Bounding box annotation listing
★ ★ ★ ★ ★ ★ ★

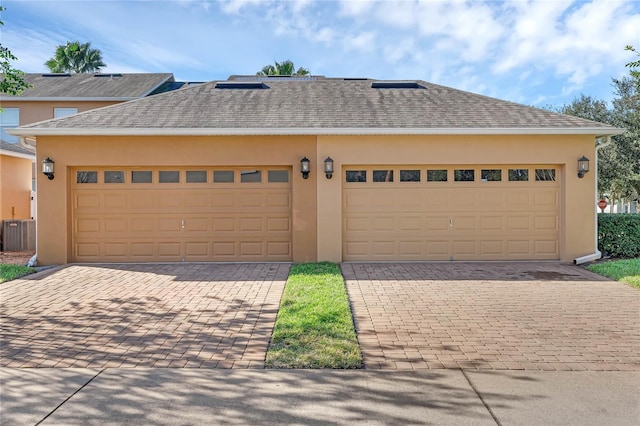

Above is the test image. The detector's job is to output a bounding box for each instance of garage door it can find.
[71,167,292,262]
[342,165,560,260]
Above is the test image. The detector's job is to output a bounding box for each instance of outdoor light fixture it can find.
[578,155,589,179]
[324,157,333,179]
[42,157,54,180]
[300,157,311,179]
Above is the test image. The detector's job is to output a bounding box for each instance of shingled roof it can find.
[11,76,622,136]
[0,140,35,158]
[2,73,174,101]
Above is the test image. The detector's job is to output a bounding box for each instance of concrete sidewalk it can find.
[0,368,640,426]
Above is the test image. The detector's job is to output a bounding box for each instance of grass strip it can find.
[588,258,640,288]
[266,262,362,369]
[0,264,36,283]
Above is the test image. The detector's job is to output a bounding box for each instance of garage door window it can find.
[400,170,420,182]
[347,170,367,182]
[509,169,529,182]
[160,170,180,183]
[427,170,447,182]
[187,170,207,183]
[268,170,289,183]
[536,169,556,182]
[76,171,98,183]
[453,169,475,182]
[373,170,393,182]
[240,170,262,183]
[480,169,502,182]
[104,171,124,183]
[131,170,153,183]
[213,170,233,183]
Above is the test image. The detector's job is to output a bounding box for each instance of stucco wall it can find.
[37,135,596,264]
[2,100,120,126]
[0,155,32,220]
[314,135,596,262]
[32,136,317,264]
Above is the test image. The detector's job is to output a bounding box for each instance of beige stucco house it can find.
[11,76,622,264]
[0,73,180,222]
[0,140,35,222]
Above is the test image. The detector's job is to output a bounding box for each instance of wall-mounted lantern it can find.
[300,157,311,179]
[578,155,589,179]
[42,157,54,180]
[324,157,333,179]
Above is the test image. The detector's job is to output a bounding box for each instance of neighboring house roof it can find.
[2,73,174,101]
[0,140,36,160]
[11,76,622,136]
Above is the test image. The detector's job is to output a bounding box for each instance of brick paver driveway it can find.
[342,263,640,371]
[0,263,290,368]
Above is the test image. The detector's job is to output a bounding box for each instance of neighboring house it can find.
[12,76,622,264]
[0,73,186,225]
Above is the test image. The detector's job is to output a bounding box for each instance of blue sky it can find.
[0,0,640,106]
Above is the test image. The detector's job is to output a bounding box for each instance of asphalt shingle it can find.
[13,77,613,130]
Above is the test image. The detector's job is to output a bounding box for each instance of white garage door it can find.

★ ★ ★ ★ ★ ★ ★

Reproduce the listing from the line with "strip it can find." up to and including the line with "[0,264,36,283]". Keep the request line unchanged, but multiply each bounding box coordinate by 1.3 and round it to a whole number, with halves rounded up.

■ SOLUTION:
Above is the test image. The detector's job is to output a bounding box for each instance of grass strip it can find.
[764,335,832,374]
[346,341,471,480]
[0,343,47,368]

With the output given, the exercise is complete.